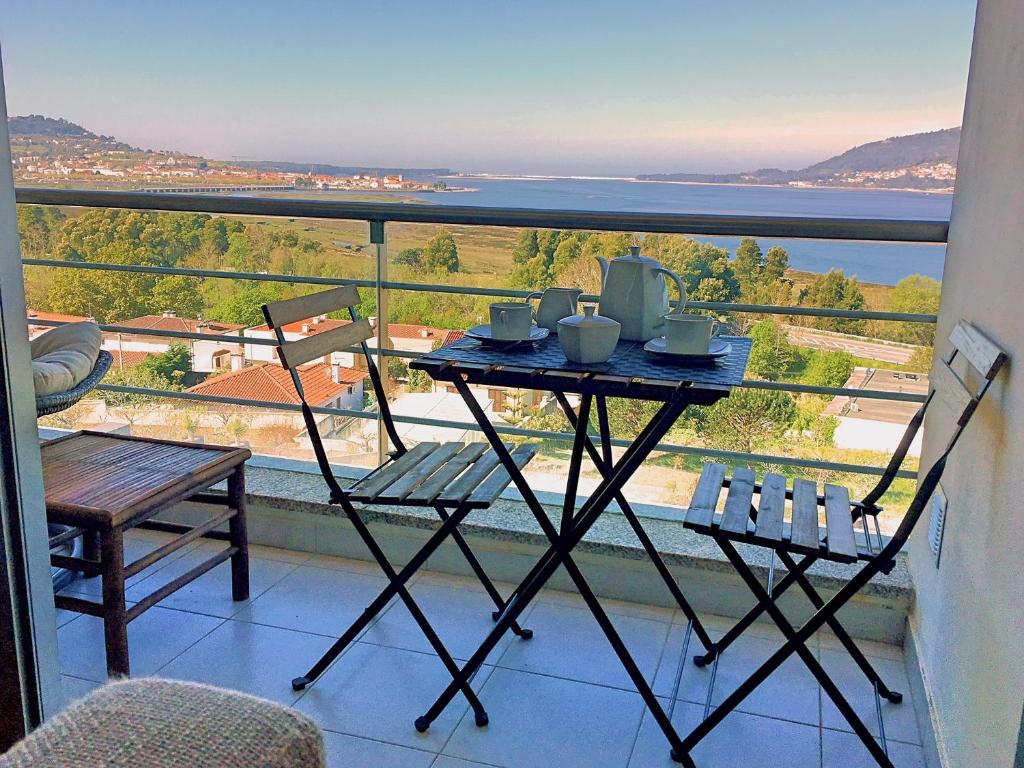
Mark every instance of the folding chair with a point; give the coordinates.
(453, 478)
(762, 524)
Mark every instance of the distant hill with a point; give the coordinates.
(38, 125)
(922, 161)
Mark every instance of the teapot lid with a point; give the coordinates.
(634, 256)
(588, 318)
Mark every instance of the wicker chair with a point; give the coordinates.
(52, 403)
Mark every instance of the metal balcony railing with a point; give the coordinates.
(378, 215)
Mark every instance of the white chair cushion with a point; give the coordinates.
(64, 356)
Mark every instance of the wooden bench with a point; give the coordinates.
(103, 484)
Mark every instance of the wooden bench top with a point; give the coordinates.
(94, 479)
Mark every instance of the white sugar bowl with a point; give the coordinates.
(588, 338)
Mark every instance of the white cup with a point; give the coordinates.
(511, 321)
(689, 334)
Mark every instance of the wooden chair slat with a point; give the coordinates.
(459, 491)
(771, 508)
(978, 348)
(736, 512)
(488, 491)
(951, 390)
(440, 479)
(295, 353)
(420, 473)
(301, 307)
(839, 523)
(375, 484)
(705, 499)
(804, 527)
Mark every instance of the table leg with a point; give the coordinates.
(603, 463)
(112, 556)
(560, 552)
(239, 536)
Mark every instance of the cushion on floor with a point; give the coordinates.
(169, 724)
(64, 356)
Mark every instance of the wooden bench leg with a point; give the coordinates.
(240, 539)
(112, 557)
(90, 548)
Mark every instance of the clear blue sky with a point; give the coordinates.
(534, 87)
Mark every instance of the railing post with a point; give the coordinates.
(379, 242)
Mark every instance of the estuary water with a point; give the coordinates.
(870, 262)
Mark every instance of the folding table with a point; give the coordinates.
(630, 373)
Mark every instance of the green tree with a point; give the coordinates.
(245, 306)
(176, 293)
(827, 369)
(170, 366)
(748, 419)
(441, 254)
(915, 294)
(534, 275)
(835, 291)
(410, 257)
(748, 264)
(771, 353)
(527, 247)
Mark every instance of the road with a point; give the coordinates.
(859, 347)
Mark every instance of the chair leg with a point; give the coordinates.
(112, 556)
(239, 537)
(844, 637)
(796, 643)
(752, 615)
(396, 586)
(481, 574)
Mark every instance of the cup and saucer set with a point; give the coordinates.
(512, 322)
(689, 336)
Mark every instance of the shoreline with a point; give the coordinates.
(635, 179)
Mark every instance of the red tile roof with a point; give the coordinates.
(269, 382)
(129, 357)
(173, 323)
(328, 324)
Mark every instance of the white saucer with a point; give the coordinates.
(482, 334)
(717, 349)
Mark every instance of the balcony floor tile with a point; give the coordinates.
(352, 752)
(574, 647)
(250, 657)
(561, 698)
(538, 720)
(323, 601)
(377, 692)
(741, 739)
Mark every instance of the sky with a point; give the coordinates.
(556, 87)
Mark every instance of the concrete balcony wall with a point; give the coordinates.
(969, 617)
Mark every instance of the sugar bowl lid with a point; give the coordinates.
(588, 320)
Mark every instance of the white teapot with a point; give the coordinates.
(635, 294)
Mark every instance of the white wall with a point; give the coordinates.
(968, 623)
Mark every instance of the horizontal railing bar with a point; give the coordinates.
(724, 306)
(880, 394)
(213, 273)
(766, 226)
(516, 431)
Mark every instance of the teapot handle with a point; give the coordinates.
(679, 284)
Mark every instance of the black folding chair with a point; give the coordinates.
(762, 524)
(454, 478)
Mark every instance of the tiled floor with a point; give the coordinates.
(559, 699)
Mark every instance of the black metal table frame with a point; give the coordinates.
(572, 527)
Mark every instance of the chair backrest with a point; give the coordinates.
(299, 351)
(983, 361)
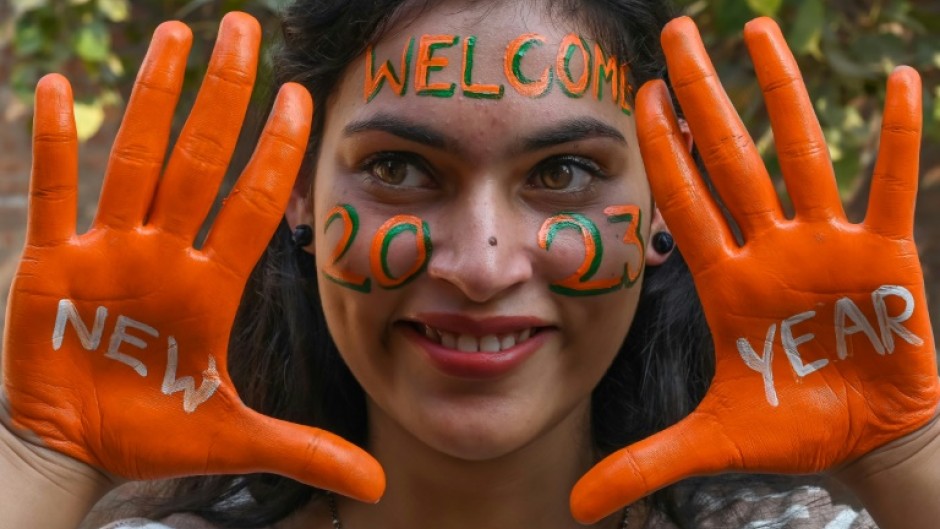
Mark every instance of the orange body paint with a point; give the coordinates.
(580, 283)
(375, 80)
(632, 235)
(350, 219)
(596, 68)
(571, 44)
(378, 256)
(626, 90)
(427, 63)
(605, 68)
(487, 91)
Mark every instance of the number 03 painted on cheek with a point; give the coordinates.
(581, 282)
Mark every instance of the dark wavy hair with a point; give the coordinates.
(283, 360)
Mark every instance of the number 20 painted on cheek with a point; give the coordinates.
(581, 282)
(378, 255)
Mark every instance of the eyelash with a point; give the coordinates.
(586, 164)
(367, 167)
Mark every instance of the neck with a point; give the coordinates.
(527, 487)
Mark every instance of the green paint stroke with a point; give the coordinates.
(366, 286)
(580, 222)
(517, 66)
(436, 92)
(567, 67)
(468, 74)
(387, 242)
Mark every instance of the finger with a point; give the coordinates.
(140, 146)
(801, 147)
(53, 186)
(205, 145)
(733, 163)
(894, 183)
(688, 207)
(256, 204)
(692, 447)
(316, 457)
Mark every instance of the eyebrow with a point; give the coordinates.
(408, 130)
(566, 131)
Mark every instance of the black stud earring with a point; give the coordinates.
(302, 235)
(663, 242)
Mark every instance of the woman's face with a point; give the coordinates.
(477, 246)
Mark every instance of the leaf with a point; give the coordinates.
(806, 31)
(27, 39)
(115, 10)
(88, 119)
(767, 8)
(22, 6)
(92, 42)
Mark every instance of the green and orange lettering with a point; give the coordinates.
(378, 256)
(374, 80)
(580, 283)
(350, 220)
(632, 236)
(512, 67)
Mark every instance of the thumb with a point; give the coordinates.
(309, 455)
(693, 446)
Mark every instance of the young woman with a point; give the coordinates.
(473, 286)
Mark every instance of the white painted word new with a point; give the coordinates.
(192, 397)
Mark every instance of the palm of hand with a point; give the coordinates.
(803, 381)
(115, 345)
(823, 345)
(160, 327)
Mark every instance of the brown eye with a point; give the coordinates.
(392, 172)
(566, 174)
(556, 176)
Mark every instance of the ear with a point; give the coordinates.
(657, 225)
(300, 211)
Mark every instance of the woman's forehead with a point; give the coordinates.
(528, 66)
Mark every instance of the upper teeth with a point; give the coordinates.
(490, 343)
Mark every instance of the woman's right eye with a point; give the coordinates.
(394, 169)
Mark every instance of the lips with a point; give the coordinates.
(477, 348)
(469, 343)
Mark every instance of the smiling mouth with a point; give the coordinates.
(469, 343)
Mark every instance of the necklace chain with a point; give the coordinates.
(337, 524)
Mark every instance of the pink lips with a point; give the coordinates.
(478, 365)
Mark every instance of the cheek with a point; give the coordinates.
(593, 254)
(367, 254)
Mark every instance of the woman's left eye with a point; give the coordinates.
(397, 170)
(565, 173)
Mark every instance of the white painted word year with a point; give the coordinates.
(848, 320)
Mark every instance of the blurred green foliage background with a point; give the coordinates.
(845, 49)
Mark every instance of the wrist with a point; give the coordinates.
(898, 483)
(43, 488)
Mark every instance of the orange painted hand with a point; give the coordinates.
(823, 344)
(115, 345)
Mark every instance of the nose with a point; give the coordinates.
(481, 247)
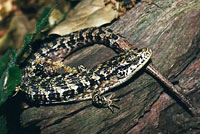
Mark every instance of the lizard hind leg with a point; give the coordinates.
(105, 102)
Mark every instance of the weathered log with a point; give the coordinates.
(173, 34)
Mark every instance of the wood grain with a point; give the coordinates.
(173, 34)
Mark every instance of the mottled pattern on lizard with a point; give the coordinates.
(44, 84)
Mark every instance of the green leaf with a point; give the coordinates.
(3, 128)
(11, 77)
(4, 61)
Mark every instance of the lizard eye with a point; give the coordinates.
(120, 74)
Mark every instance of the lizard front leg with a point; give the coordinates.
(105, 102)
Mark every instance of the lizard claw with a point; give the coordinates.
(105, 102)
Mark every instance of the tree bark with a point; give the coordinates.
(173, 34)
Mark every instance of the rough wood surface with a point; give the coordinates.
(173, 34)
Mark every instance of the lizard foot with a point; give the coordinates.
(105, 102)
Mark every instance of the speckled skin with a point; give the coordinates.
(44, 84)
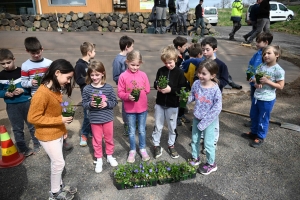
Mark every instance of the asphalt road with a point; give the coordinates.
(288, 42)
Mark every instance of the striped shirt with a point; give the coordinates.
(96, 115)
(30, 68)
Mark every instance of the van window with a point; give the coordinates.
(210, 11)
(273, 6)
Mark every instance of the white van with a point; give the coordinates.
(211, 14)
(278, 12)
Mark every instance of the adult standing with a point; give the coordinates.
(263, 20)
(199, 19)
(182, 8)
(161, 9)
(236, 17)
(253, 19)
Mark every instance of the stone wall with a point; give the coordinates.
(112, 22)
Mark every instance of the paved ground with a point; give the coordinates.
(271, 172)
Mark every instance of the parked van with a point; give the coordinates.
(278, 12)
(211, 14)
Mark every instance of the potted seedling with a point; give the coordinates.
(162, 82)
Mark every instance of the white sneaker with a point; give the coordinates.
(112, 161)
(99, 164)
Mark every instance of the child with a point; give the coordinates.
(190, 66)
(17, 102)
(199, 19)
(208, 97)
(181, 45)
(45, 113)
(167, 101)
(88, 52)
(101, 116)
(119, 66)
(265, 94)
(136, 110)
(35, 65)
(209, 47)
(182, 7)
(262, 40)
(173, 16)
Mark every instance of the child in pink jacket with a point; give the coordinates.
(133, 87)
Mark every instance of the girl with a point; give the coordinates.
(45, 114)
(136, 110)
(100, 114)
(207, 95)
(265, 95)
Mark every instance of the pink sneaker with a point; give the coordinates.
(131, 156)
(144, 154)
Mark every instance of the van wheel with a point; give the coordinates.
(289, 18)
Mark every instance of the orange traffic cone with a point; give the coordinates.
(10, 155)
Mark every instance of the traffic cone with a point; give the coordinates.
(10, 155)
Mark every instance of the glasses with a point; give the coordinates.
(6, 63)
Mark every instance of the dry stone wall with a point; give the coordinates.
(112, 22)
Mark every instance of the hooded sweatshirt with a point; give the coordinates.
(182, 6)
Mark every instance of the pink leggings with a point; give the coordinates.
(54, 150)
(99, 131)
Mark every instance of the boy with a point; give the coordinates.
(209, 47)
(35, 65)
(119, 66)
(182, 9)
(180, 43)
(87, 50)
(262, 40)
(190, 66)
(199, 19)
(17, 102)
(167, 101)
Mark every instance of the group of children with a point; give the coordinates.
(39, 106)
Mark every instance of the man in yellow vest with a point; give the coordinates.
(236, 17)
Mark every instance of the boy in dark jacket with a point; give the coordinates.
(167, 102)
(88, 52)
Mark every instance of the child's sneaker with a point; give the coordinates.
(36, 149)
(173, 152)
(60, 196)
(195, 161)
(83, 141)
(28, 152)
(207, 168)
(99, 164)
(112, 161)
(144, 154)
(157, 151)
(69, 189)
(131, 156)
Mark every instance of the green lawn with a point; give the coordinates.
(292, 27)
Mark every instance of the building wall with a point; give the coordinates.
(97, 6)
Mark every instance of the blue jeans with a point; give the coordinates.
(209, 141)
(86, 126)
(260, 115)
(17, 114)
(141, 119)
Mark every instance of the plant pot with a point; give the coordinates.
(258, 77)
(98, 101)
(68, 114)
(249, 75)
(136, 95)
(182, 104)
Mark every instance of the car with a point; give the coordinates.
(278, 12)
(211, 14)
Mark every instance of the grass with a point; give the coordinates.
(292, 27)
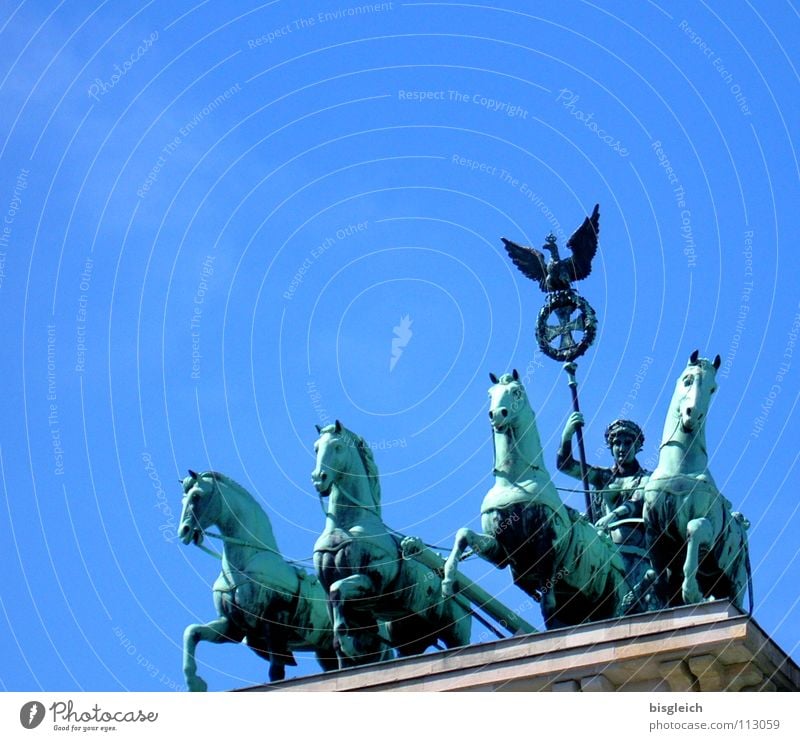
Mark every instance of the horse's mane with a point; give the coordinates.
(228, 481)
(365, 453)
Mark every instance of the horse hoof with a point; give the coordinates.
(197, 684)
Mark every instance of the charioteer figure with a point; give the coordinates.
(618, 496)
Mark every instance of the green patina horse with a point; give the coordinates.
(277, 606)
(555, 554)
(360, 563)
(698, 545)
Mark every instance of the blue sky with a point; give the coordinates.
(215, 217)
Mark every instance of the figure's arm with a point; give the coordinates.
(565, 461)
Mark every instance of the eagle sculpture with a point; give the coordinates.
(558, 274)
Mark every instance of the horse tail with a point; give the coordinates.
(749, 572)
---------------
§ **EXERCISE**: Copy out exactly the lines between the line containing "Mark every instance of the building" and the end of the entries, including both, and leave the pictures behind.

§ **FULL RESPONSE**:
Mark every instance of the building wall with a point; give the coordinates.
(97, 6)
Mark every instance of the blue jeans with a point; give the coordinates.
(209, 141)
(86, 126)
(260, 115)
(17, 114)
(141, 119)
Mark every instance of the plant pot with a point; give the coordinates.
(258, 77)
(98, 101)
(68, 114)
(249, 75)
(136, 95)
(182, 104)
Mark every instance of the car with a point; give the coordinates.
(278, 12)
(211, 14)
Mark every instance of the grass with a point; give the coordinates.
(292, 27)
Mark every instance of the horse's mane with a point; give the coordinates.
(228, 481)
(365, 453)
Mark every instance of the horse hoof with a point; give the coordinates.
(197, 684)
Mark every instance of the charioteer figure with a point; give the coordinates.
(618, 496)
Mark every instance of the green patina horse with a point; give the coordinates.
(277, 606)
(555, 554)
(360, 563)
(698, 545)
Mark every instance of the blue sky with a point; give the coordinates.
(215, 217)
Mark every instance of the figure's arm with a point; give the coordinates.
(565, 461)
Mark every instance of the eagle sculpture with a point; give the coordinates.
(558, 274)
Mark every instance of the horse tail with a point; give the coordinates.
(749, 572)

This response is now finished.